**Required work**
Each line from the one that has "Class, indicate each instance of the small" through the end of the entries below must be written out exactly; leave out all other lines.

==== Data for this task

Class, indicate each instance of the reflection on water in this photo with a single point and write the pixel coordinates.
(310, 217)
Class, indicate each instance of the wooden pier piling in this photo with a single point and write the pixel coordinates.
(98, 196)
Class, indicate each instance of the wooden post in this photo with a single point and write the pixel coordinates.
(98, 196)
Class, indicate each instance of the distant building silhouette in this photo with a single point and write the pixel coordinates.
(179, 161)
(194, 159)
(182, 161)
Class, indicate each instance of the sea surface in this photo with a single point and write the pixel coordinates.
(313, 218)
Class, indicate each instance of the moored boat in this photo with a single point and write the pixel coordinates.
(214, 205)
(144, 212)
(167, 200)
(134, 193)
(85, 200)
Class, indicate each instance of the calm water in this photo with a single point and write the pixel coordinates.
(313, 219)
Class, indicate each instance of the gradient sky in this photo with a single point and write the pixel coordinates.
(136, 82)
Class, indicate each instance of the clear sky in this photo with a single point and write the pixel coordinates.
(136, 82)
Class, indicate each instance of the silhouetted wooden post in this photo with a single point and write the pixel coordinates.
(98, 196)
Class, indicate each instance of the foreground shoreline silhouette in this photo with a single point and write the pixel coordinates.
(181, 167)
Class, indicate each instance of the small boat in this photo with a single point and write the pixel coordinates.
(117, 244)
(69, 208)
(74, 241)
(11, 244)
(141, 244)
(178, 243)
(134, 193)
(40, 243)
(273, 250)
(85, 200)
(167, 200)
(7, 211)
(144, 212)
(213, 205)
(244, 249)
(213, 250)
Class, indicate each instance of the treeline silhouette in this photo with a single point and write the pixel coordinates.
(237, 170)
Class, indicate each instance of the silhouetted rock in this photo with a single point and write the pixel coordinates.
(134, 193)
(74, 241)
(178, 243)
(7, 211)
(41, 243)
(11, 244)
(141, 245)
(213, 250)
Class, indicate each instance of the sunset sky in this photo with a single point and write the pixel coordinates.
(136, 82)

========

**Answer section**
Class, indicate each instance of the small boat in this photo with a single point and write the pixel coordinates.
(117, 244)
(69, 208)
(74, 241)
(11, 244)
(141, 244)
(178, 243)
(134, 193)
(40, 243)
(273, 250)
(85, 200)
(167, 200)
(7, 211)
(144, 212)
(213, 205)
(244, 249)
(213, 250)
Class, indicate each instance of the treeline silhouette in this photo with a single point and write the pixel coordinates.
(237, 170)
Class, indicate each instance of the silhouetted rock in this photo with a single point and write the pixel coordinates.
(134, 193)
(74, 241)
(178, 243)
(7, 211)
(41, 243)
(11, 244)
(141, 245)
(213, 250)
Class, indicate each instance of the sunset sky in this photo with a single point and write the pixel coordinates.
(136, 82)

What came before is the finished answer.